▶ _Task to complete_
Skip every picture, and output exactly the lines starting at the one with "mark the black nose | one pin per instance." and running through the last line of the material below.

▶ _Material provided_

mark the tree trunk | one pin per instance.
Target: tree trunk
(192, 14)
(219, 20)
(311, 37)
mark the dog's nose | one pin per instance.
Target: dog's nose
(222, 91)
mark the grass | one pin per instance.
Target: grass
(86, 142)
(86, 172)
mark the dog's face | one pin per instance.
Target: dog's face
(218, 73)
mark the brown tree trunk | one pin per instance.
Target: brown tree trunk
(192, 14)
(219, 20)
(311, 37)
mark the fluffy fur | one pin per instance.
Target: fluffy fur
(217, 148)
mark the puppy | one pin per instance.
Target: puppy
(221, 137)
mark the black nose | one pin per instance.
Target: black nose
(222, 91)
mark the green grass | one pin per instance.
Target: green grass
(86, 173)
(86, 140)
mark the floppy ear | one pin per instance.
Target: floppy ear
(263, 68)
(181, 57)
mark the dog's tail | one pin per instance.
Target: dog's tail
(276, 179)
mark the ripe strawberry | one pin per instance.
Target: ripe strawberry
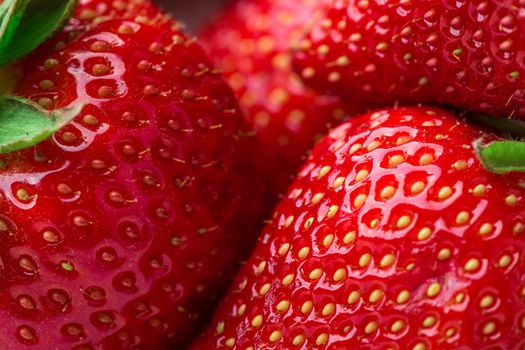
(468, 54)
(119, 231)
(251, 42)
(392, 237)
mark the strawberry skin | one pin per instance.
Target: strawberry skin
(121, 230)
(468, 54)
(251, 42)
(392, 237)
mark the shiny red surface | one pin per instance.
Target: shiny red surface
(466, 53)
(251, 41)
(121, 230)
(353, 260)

▶ _Task result_
mark the black nose | one pin per instance.
Target: black nose
(222, 91)
mark the green grass | one pin per instance.
Target: green grass
(86, 173)
(86, 140)
mark the floppy ear | one pin per instance.
Target: floppy ear
(263, 68)
(181, 57)
mark the dog's tail | one pin per instance.
Target: dog's tail
(276, 179)
mark the ripe strawberry | one pin per instance.
Target: ripe strawberry
(468, 54)
(119, 231)
(251, 42)
(392, 237)
mark the strawberry skin | one pin per instance.
Target: strawberry skin
(121, 230)
(468, 54)
(251, 42)
(392, 237)
mark the shiny red surface | one pin per instance.
Target: shiny red surface
(466, 53)
(251, 41)
(121, 230)
(353, 260)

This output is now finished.